■ **HOW TO COMPLETE THIS TASK**: Every line of the listing that holds the word "jeans" should be returned.
──────────────────────────────
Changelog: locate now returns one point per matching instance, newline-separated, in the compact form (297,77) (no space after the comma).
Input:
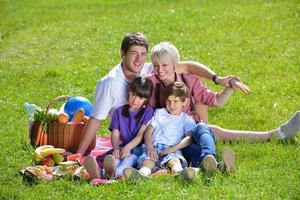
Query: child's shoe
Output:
(99,181)
(229,160)
(109,166)
(209,164)
(131,173)
(92,167)
(291,127)
(187,174)
(161,172)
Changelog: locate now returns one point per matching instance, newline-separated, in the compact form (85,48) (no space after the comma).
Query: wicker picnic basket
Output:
(62,135)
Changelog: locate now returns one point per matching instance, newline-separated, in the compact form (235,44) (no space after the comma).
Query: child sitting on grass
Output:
(128,125)
(170,130)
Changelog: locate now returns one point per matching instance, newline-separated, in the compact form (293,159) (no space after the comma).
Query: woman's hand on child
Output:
(125,152)
(116,153)
(153,154)
(167,151)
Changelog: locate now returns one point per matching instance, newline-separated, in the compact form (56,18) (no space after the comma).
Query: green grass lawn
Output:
(51,48)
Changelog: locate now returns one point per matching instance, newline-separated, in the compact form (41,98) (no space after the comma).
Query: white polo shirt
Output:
(112,91)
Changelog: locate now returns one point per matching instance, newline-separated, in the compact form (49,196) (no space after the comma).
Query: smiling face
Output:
(164,69)
(175,105)
(133,60)
(135,102)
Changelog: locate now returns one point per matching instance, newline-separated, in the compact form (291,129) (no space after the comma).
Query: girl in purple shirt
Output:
(127,127)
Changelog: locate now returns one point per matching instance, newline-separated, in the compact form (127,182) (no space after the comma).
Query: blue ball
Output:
(75,103)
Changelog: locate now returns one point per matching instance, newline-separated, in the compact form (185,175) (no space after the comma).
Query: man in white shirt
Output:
(111,90)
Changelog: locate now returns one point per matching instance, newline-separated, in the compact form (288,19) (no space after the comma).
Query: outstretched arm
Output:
(224,96)
(205,72)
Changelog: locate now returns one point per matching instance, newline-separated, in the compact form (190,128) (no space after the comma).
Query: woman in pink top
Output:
(165,57)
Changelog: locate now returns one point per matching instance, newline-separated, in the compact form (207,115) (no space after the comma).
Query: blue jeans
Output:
(204,144)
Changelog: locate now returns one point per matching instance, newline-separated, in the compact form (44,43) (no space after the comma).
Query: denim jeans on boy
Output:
(204,144)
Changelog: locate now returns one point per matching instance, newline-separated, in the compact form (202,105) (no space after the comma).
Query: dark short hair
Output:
(177,89)
(141,87)
(134,38)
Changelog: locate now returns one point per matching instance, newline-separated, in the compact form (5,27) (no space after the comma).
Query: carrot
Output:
(45,138)
(38,135)
(41,138)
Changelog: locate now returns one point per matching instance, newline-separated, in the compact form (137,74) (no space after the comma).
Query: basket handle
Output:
(57,99)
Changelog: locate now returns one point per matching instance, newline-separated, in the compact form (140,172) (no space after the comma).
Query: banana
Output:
(51,151)
(37,152)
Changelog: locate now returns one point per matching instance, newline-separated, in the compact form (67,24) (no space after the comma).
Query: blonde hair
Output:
(165,50)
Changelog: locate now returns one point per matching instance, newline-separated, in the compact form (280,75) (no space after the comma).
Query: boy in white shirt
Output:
(170,130)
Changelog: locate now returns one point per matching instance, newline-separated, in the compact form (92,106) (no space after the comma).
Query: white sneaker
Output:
(187,174)
(131,173)
(229,160)
(291,127)
(209,164)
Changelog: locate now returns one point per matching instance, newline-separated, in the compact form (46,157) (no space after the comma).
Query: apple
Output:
(63,118)
(48,161)
(58,158)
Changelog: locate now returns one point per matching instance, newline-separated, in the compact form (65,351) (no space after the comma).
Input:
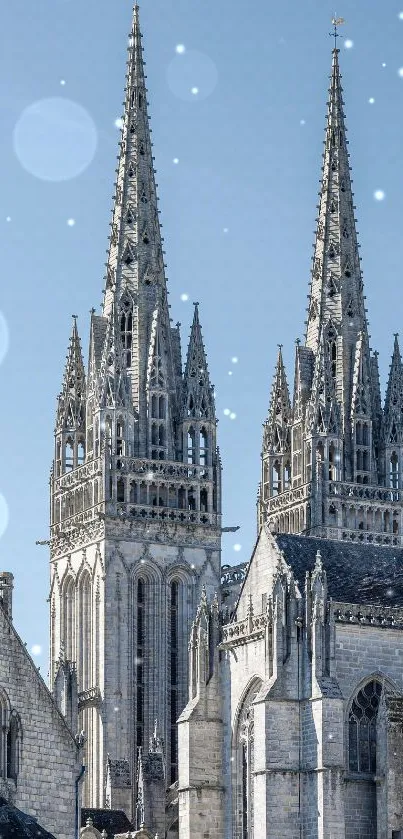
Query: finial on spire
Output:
(336,21)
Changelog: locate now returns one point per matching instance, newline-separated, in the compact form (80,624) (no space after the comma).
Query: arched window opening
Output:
(332,462)
(80,453)
(69,455)
(174,672)
(362,729)
(119,437)
(203,444)
(365,434)
(394,471)
(85,627)
(126,325)
(13,746)
(70,619)
(276,478)
(120,491)
(140,663)
(191,446)
(203,501)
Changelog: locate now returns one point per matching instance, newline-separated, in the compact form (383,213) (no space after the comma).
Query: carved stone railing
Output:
(363,492)
(90,697)
(288,498)
(72,479)
(163,471)
(240,632)
(142,512)
(233,575)
(383,616)
(78,519)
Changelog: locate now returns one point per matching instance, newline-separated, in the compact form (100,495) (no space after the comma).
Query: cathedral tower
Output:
(332,464)
(135,489)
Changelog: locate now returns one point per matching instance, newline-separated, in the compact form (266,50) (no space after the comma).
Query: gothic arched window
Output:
(13,746)
(140,653)
(362,729)
(174,674)
(245,766)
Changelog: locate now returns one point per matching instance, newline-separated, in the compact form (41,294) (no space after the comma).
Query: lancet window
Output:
(362,729)
(139,661)
(174,678)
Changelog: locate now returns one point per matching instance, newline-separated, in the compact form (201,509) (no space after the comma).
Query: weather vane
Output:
(336,21)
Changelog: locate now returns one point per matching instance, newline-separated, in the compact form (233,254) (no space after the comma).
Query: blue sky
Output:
(238,211)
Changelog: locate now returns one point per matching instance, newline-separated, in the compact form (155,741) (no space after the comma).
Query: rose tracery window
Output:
(362,729)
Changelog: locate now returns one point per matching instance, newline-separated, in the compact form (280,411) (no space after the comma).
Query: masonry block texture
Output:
(48,763)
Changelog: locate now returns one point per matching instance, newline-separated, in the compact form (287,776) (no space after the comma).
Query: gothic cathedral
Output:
(135,490)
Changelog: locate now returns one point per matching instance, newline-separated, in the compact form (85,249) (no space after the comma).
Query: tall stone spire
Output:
(135,279)
(276,437)
(199,393)
(394,398)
──────────────────────────────
■ **YOUR SOLUTION**:
Query: blue jeans
Query: denim jeans on boy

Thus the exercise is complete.